**About this exercise**
The lines to copy run from the one containing "Please identify the rock texture" to the end of the records below; repeat them exactly and include nothing else.
#### Records for the task ####
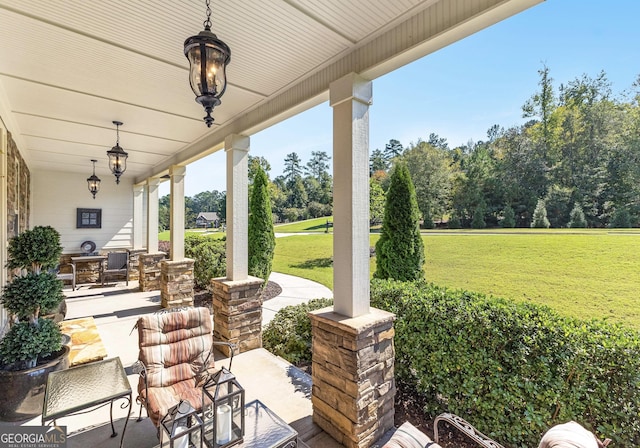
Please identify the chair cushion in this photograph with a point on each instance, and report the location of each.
(408, 436)
(161, 399)
(175, 347)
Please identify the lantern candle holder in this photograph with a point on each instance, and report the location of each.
(223, 410)
(182, 427)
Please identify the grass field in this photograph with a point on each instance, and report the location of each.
(164, 236)
(309, 225)
(587, 274)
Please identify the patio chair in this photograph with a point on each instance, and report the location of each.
(117, 263)
(66, 275)
(175, 359)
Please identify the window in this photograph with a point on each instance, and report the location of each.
(89, 218)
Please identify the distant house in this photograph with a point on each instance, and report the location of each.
(208, 219)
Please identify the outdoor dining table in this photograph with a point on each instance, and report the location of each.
(91, 385)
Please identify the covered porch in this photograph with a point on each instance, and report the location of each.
(68, 70)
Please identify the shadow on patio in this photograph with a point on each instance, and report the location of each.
(282, 387)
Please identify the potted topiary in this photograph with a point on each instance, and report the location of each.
(32, 347)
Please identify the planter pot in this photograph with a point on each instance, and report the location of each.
(22, 391)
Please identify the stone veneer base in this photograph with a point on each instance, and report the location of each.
(237, 313)
(176, 283)
(353, 375)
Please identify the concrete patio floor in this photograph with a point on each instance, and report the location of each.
(282, 387)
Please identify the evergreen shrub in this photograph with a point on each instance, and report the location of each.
(400, 250)
(288, 334)
(513, 369)
(210, 261)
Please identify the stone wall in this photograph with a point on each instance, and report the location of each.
(353, 375)
(176, 284)
(18, 191)
(150, 272)
(237, 312)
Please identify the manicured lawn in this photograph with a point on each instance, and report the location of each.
(164, 236)
(309, 225)
(584, 274)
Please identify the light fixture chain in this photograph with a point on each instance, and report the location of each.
(207, 23)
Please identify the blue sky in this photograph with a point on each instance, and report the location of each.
(462, 90)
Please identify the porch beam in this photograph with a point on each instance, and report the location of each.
(237, 149)
(350, 98)
(176, 174)
(152, 215)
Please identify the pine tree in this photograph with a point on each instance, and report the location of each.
(478, 221)
(540, 220)
(576, 218)
(400, 250)
(508, 218)
(262, 241)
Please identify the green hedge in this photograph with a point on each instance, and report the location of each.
(513, 369)
(288, 334)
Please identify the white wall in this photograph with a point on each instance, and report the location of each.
(56, 196)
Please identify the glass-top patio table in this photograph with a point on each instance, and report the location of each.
(89, 385)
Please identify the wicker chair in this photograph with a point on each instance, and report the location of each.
(117, 263)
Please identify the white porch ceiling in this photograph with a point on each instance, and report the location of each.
(68, 68)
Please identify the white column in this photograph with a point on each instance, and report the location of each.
(237, 149)
(350, 97)
(176, 223)
(152, 215)
(138, 216)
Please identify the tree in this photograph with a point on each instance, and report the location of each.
(478, 221)
(430, 169)
(292, 169)
(576, 218)
(318, 166)
(376, 202)
(393, 149)
(621, 219)
(540, 220)
(508, 218)
(262, 241)
(400, 250)
(377, 162)
(256, 162)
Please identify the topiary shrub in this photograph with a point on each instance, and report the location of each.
(24, 340)
(35, 249)
(210, 261)
(515, 368)
(262, 242)
(32, 293)
(288, 334)
(400, 250)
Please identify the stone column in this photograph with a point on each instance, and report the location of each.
(177, 174)
(237, 313)
(176, 283)
(150, 272)
(352, 374)
(138, 216)
(152, 215)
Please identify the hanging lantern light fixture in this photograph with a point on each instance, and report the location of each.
(208, 58)
(117, 156)
(93, 181)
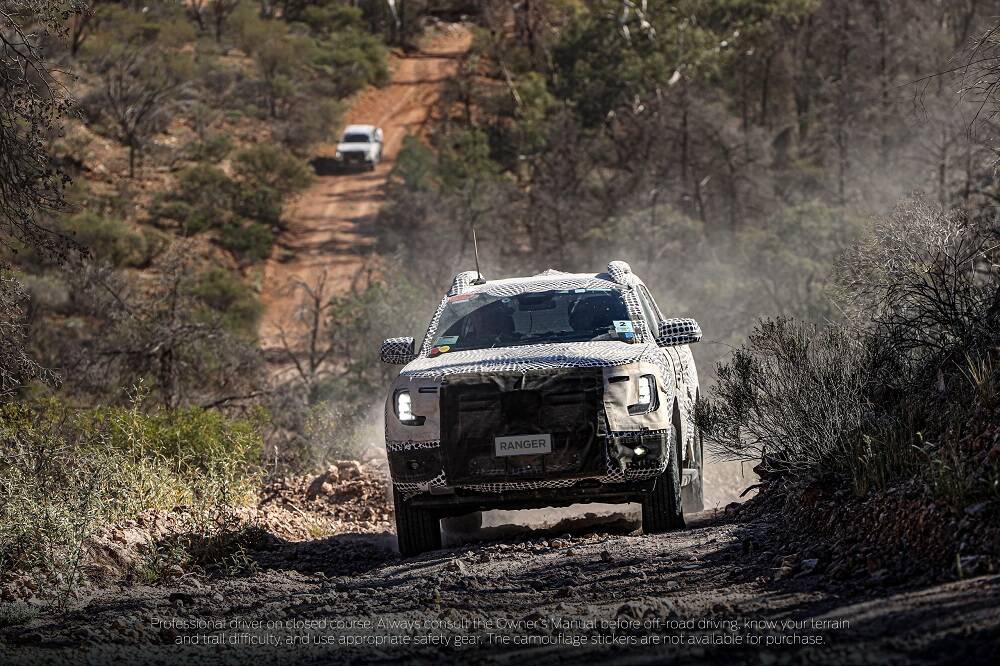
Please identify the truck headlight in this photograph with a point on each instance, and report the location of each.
(648, 398)
(404, 409)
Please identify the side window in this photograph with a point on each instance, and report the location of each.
(648, 310)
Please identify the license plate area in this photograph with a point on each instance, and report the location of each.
(497, 428)
(522, 445)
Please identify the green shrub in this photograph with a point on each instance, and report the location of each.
(65, 473)
(201, 199)
(903, 390)
(213, 149)
(108, 239)
(268, 165)
(225, 293)
(260, 203)
(249, 241)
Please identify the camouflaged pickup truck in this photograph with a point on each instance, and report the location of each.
(549, 390)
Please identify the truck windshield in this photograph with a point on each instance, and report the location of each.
(482, 321)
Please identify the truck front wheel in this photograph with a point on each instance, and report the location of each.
(417, 530)
(661, 507)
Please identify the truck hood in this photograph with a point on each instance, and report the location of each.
(354, 147)
(529, 358)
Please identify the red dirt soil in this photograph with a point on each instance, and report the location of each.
(329, 228)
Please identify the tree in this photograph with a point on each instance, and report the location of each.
(221, 10)
(143, 77)
(32, 106)
(166, 333)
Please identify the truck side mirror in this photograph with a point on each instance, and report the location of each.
(677, 332)
(397, 351)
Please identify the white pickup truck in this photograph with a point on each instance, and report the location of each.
(360, 145)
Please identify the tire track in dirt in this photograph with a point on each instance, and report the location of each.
(329, 228)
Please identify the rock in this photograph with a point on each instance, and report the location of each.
(180, 598)
(790, 561)
(349, 469)
(976, 509)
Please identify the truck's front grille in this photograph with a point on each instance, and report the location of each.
(567, 406)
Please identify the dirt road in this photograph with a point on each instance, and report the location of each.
(329, 226)
(574, 593)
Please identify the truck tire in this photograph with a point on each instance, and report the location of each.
(661, 507)
(417, 530)
(693, 494)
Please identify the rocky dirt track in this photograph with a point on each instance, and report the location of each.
(579, 590)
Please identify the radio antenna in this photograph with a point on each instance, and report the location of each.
(475, 245)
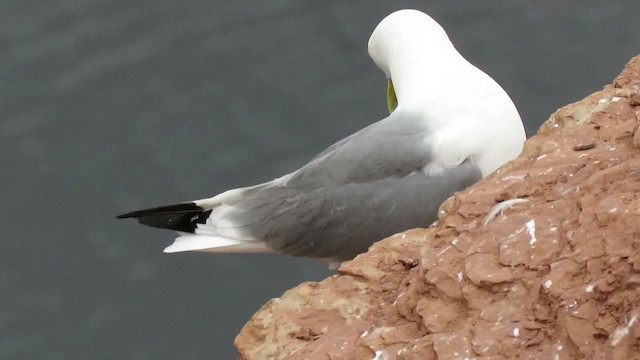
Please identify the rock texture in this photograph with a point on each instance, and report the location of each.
(551, 273)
####
**Your solution**
Please identify the rock texture in this photograph with a point on each instance, and report the location of each.
(551, 273)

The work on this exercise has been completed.